Point annotations for photographs:

- - - - - - -

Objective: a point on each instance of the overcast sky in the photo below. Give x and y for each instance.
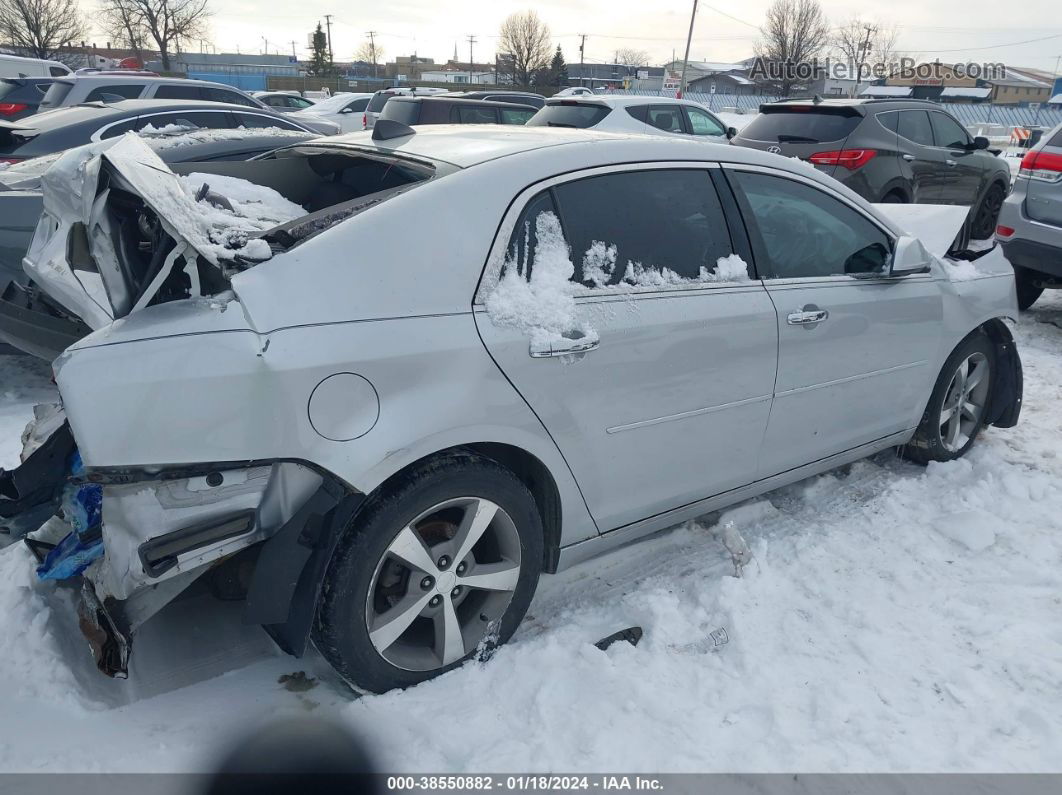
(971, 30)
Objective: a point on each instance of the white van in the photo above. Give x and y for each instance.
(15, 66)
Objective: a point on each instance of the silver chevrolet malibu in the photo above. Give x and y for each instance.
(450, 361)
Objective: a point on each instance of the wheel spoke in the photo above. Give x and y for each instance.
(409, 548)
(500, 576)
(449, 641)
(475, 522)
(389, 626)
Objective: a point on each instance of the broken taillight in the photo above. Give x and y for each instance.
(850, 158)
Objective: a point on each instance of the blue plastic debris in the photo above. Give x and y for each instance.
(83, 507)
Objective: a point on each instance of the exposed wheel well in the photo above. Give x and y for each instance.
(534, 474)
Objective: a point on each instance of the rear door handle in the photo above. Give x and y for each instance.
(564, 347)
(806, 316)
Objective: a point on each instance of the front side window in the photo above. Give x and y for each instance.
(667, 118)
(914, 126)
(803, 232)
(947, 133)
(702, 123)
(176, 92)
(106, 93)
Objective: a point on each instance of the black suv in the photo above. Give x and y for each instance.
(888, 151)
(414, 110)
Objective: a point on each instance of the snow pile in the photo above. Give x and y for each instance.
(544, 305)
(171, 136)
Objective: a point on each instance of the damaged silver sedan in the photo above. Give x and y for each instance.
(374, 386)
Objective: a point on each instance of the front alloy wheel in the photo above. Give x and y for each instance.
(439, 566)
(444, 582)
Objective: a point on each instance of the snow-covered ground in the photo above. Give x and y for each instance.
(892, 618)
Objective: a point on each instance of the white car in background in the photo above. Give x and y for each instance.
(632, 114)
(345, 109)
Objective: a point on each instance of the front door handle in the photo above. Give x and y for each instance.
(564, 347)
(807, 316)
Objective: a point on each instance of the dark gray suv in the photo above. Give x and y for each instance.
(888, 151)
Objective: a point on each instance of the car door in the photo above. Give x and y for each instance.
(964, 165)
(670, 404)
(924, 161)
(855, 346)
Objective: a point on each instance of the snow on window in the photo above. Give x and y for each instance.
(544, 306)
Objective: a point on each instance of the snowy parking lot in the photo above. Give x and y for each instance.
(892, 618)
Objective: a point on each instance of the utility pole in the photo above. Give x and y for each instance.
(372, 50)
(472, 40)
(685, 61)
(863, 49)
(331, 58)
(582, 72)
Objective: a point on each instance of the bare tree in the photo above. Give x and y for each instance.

- - - - - - -

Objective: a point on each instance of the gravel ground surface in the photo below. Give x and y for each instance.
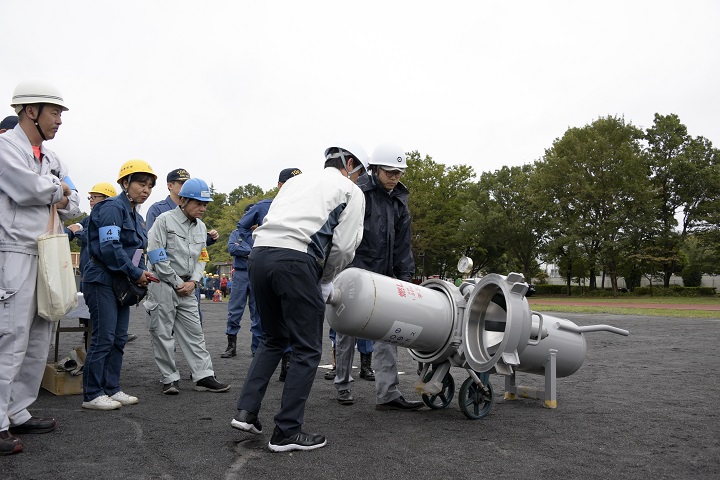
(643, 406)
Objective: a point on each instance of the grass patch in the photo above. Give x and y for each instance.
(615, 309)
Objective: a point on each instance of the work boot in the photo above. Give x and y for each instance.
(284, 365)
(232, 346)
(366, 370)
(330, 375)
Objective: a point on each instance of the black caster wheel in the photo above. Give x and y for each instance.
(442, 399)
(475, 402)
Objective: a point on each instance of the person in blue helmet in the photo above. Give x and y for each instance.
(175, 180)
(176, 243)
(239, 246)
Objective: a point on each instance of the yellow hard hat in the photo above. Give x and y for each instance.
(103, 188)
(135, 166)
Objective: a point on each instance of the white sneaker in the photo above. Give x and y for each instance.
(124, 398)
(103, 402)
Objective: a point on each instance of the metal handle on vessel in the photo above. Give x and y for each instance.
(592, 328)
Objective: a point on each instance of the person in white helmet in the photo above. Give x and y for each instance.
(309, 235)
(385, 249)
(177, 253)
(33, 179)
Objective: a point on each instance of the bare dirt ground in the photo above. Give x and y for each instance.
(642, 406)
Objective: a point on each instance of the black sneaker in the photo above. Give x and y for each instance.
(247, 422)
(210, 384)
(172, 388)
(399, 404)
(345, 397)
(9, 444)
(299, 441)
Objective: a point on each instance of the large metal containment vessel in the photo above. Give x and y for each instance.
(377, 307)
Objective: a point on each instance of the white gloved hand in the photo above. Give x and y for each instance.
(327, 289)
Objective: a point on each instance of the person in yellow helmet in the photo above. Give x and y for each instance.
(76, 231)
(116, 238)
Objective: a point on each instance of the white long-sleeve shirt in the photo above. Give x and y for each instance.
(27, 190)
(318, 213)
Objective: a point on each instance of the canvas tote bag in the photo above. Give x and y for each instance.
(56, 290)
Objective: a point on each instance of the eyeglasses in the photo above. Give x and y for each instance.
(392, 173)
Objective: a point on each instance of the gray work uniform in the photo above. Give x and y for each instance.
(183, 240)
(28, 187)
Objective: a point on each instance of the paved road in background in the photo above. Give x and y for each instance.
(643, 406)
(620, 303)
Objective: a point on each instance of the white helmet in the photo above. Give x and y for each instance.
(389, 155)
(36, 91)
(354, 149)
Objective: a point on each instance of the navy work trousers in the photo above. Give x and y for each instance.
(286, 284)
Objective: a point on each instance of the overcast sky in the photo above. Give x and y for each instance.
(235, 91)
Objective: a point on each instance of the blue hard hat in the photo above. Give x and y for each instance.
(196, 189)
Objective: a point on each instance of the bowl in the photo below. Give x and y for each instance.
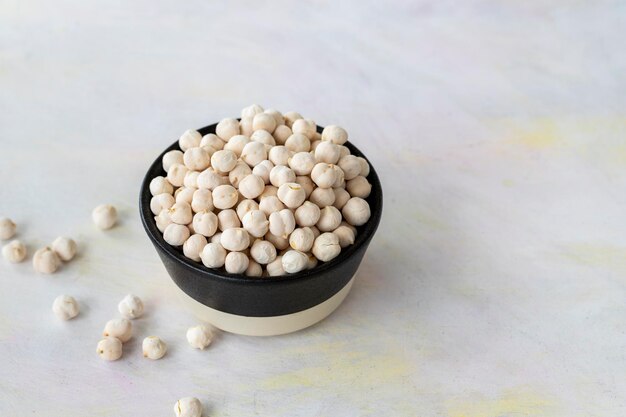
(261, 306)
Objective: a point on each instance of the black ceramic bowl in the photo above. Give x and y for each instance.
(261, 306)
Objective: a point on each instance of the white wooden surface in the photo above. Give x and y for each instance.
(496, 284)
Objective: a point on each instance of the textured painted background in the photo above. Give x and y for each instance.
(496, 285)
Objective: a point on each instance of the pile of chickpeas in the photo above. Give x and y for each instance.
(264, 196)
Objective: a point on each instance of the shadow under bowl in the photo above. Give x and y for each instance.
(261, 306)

- - - - - - -

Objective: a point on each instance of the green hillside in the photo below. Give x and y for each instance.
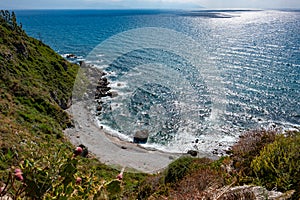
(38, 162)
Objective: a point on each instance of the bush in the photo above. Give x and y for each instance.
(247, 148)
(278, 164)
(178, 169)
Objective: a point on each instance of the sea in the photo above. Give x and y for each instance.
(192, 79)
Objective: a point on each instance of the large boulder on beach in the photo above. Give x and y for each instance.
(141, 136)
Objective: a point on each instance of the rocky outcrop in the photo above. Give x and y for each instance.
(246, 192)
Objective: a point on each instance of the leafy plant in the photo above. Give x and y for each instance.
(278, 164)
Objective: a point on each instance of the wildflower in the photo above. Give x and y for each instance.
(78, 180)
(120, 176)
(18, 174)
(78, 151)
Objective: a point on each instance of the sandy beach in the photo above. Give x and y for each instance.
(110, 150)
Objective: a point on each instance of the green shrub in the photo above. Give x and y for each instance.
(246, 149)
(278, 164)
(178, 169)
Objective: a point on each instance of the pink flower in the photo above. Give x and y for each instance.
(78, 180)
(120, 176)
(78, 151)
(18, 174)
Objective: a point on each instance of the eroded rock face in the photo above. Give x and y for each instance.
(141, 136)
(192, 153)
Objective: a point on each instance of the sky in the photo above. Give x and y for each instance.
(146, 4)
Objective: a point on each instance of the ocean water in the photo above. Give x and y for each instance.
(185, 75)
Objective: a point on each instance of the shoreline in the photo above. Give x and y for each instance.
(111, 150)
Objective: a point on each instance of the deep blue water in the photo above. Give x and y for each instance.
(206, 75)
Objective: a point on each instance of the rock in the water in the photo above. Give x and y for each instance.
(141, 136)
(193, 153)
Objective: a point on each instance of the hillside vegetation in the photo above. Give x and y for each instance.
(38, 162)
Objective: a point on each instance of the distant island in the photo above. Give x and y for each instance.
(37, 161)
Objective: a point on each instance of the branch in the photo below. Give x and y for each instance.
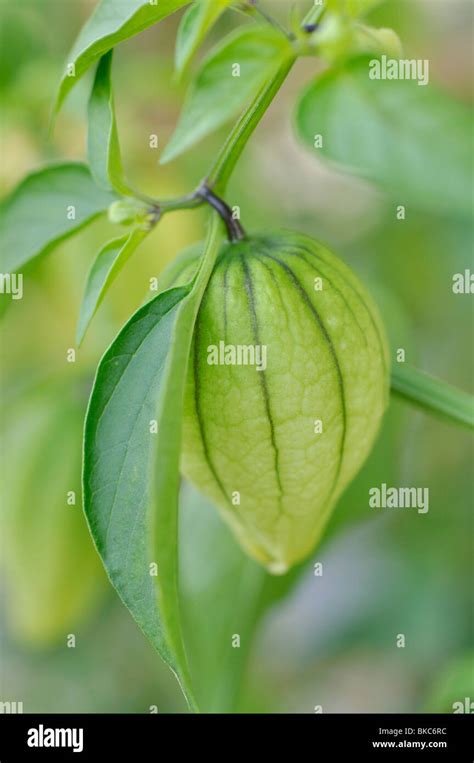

- - - - - - -

**Exercise prompt:** Return every line of the items above that contains the string "green".

**Solved problem:**
Objective: a point on each instance of the green hillside in the photo below. Give x and y for each instance.
Objective: a point on each instance of the green shrub in the photo above. Give x and y for each instance.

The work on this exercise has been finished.